● GIVEN PROBLEM:
Copy out each line of the material below with no changes.

[Excerpts from point annotation data]

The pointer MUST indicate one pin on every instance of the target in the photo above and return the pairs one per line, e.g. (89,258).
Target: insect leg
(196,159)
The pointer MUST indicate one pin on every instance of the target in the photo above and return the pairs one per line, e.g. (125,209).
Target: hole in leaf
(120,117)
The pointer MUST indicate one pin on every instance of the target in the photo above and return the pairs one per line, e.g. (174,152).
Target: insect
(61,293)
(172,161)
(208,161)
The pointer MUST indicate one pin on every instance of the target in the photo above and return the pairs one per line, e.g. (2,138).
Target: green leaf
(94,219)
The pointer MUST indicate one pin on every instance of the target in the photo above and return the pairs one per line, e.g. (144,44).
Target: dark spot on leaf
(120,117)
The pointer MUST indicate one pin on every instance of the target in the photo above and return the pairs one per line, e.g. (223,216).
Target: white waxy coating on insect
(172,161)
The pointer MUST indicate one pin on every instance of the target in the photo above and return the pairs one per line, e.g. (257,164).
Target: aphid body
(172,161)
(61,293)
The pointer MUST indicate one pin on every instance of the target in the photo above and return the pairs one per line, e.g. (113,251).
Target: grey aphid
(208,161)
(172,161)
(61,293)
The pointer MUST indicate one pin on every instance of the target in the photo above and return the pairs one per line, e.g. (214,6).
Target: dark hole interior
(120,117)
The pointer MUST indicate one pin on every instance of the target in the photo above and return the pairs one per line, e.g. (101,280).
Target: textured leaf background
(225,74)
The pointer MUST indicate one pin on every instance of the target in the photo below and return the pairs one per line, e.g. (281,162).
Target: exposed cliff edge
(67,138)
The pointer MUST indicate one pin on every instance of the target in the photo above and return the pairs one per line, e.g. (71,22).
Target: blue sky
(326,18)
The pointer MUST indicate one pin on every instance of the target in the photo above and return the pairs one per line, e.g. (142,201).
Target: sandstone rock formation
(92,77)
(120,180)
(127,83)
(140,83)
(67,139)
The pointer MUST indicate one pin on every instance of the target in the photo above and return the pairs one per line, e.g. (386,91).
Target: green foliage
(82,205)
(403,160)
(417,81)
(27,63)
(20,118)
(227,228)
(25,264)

● EXERCISE SOLUTION:
The pointer MUST indicate one pin on every instance of the target in the photo above and return the pairs one per line, e.g. (89,258).
Target: insect leg
(196,159)
The pointer MUST indicate one pin on every instance of the target in the photo above and return the pairs one per line, e.g. (125,209).
Target: hole in leaf
(120,117)
The pointer MUST indicate one pin on every instance of the target in the photo above and return the pairs one per line, e.g. (174,152).
Target: insect
(61,293)
(172,161)
(208,161)
The pointer MUST indicate one pin on every instance of the target in the photo above and return the pairs one per line, e.g. (2,138).
Target: green leaf
(94,219)
The pointer MUST indicate one pin on every instance of the target in the photo above and return the pairs one per line, e.g. (144,44).
Target: dark spot on leaf
(120,117)
The pointer MUST indicate one pin on every instance of the target in the photo above and return the pairs one per line, e.g. (223,216).
Target: white waxy coating on insect
(172,161)
The pointer MUST indicate one pin on every instance of the target in the photo above and return the pairs one per line, e.g. (257,164).
Target: aphid body
(172,161)
(61,293)
The pointer MUST indicate one pin on every instance of the target in the photo above and return the pairs one per line, e.g. (113,251).
Target: grey aphid
(208,161)
(172,161)
(61,293)
The pointer MUST indicate one pin on every instance of the target in the photo above and return the pairs one per line, e.g. (214,6).
Target: dark hole interior
(120,117)
The pointer MUST indicate one pin on every instance of the target in the photo above and return the pairs one per line, e.g. (101,280).
Target: textured leaf background
(225,74)
The pointer MUST indicate one pin on every instance of the target in the photo below and return the pairs one per line, e.g. (281,162).
Target: exposed cliff edge
(67,138)
The pointer MUST indicate one pin on every instance of the target in the photo above and return the pairs one per line, e.g. (71,22).
Target: blue sky
(326,18)
The pointer MUST indicate one pin on every instance of the target in the photo above and return the pairs one per line, e.g. (142,201).
Target: sandstone rock formation
(92,77)
(120,180)
(127,83)
(140,83)
(67,139)
The pointer MUST indicate one pin on every instance of the target in the photo above and return the pairs one per line, e.g. (386,91).
Target: green foliage
(82,205)
(403,160)
(417,81)
(27,63)
(20,118)
(227,228)
(25,264)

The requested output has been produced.